(Entries from a dataset)
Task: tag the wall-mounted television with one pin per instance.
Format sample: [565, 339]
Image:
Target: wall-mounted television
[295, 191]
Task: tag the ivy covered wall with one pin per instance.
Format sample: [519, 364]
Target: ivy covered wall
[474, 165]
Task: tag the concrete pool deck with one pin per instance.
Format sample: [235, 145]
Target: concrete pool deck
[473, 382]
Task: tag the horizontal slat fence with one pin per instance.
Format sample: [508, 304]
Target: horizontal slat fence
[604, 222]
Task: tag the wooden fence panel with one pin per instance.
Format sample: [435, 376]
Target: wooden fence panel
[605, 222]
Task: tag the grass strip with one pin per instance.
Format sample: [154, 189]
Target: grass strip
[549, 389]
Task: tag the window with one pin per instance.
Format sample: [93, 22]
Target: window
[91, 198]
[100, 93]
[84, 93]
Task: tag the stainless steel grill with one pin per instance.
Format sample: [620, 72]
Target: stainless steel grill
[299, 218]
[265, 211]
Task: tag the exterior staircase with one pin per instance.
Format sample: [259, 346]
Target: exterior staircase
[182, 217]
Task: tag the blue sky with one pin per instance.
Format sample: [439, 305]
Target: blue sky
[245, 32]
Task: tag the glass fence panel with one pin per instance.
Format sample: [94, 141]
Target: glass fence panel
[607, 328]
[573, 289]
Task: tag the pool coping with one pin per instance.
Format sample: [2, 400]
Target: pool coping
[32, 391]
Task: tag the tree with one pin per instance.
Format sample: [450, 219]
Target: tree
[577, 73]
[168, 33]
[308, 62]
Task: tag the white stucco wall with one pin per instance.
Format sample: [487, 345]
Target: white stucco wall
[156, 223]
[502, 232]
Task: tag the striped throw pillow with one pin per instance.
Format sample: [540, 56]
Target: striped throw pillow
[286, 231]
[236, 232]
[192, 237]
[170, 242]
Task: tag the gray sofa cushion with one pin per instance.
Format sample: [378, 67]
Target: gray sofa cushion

- Task -
Please turn all of the entries above into a JSON list of strings, one string per line, with blank lines left out.

- Response to this exercise -
[
  "Task: tag the wall-mounted television with one pin per instance.",
  "Format sample: [565, 339]",
  "Image:",
  "Target: wall-mounted television",
  "[295, 191]",
  "Task: tag the ivy covered wall with one pin per instance.",
  "Format sample: [519, 364]",
  "Target: ivy covered wall",
  "[474, 165]",
  "Task: tag the concrete pool deck with one pin per instance.",
  "Format sample: [235, 145]",
  "Target: concrete pool deck",
  "[473, 382]",
  "Task: tag the horizontal slat fence with one pin per instance.",
  "Format sample: [508, 304]",
  "Target: horizontal slat fence",
  "[604, 222]",
  "Task: tag the wooden fence panel with one pin per instance.",
  "Format sample: [435, 376]",
  "Target: wooden fence panel",
  "[605, 222]",
  "Task: tag the grass strip with one pin per instance.",
  "Format sample: [154, 189]",
  "Target: grass strip",
  "[549, 389]",
  "Task: tag the window with one pin per instance.",
  "Format sample: [93, 22]",
  "Target: window",
  "[91, 198]",
  "[100, 93]",
  "[84, 93]",
  "Task: tag the stainless steel grill with one pin per instance.",
  "Format sample: [620, 72]",
  "Target: stainless steel grill",
  "[299, 218]",
  "[265, 211]",
  "Task: tag the exterior staircase with one pin per instance.",
  "Format sample: [259, 346]",
  "Target: exterior staircase",
  "[182, 217]",
  "Task: tag the blue sky with one pin per instance.",
  "Format sample: [439, 305]",
  "Target: blue sky",
  "[245, 32]",
  "Task: tag the glass fence panel with one pin per instance.",
  "Format sample: [94, 141]",
  "Target: glass fence panel",
  "[607, 328]",
  "[573, 289]",
  "Task: tag the pool coping with one pin per instance.",
  "Format sample: [2, 400]",
  "Target: pool coping",
  "[32, 391]",
  "Task: tag the tree with one pin per instance.",
  "Format sample: [450, 219]",
  "Target: tree",
  "[577, 73]",
  "[168, 33]",
  "[308, 62]",
  "Task: tag the white stucco wall with one pin per instance.",
  "Format sample: [487, 345]",
  "Target: white stucco wall",
  "[156, 223]",
  "[502, 232]",
  "Task: tag the striped throw pillow with one pin per instance.",
  "Format sample: [540, 56]",
  "Target: striped throw pillow",
  "[286, 231]",
  "[236, 232]",
  "[192, 237]",
  "[170, 242]",
  "Task: tag the gray sofa cushion with one pin per instance.",
  "Format sample: [378, 67]",
  "Target: gray sofa cushion"
]